- _Task to carry out_:
Render the rows below as a JSON list of strings with one string per line, leaving out blank lines.

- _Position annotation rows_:
────────────────
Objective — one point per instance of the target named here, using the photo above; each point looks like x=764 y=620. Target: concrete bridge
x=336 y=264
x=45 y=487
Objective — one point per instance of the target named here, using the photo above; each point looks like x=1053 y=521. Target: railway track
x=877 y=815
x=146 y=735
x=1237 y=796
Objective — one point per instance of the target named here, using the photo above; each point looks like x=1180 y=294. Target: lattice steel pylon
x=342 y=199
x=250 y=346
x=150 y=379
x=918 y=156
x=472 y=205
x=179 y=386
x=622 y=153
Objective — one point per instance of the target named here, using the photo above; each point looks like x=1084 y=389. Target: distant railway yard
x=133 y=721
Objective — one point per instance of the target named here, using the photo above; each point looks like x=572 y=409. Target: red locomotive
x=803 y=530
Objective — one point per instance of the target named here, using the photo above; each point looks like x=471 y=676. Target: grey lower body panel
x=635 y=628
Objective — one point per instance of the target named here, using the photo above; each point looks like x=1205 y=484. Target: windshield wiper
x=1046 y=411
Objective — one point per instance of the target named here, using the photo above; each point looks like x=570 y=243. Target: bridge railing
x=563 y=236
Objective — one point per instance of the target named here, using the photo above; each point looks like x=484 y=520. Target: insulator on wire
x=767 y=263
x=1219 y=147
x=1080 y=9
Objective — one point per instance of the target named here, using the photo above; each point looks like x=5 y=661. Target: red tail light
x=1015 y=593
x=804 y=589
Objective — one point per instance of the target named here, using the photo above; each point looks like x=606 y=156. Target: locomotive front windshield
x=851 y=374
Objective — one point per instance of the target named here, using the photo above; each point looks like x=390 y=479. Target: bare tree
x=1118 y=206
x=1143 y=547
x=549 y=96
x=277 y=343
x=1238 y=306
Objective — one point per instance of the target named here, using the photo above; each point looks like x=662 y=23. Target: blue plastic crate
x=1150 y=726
────────────────
- _Expected output_:
[
  "Objective — one point per instance of the target named here, using the photo above; each point looks like x=764 y=620. Target: concrete bridge",
  "x=336 y=264",
  "x=45 y=487",
  "Objective — one point per instance of the target named here, using the photo above; each point looks like x=1053 y=521. Target: railway track",
  "x=877 y=815",
  "x=146 y=735",
  "x=1237 y=796",
  "Objective — one point per instance of the target named here, using the photo above; each point looks like x=1180 y=294. Target: lattice steel pylon",
  "x=342 y=199",
  "x=250 y=346",
  "x=150 y=379",
  "x=918 y=156",
  "x=472 y=205",
  "x=179 y=386",
  "x=622 y=153",
  "Objective — one point per instance of the target named here, using the photo above; each point looks like x=1084 y=389. Target: distant railway yard",
  "x=133 y=721",
  "Objective — one point per instance of the target named here, using the photo above; each point looks like x=572 y=409. Target: red locomotive",
  "x=803 y=530",
  "Objective — one point per instance of the target named here, using the photo above; each point looks like x=471 y=676. Target: grey lower body panel",
  "x=635 y=628",
  "Objective — one point per instance of the target named here, using the photo above; each point looks like x=1205 y=484. Target: windshield wiper",
  "x=1046 y=411",
  "Objective — one point per instance of the target named here, using the photo above; each point looks like x=570 y=243. Target: bridge railing",
  "x=563 y=236",
  "Objective — one point per instance of the target named here, using the photo above; each point looks like x=484 y=520. Target: insulator on wire",
  "x=767 y=263",
  "x=1219 y=147",
  "x=1080 y=9",
  "Objective — one point per instance of the target named here, using the photo above; each point looks like x=5 y=661. Target: red tail light",
  "x=1015 y=593",
  "x=804 y=589",
  "Objective — one point per instance of the target named here, using the photo above; each point looks like x=606 y=156. Target: locomotive front windshield",
  "x=851 y=374",
  "Objective — one point per instance of the target named here, using the photo above; each point looks like x=390 y=479. Target: bare tree",
  "x=1118 y=206",
  "x=1143 y=547",
  "x=549 y=96",
  "x=277 y=343",
  "x=1238 y=306",
  "Objective — one point per instance of the target named here, using the photo above; each point looks like x=662 y=23. Target: blue plastic crate",
  "x=1150 y=726"
]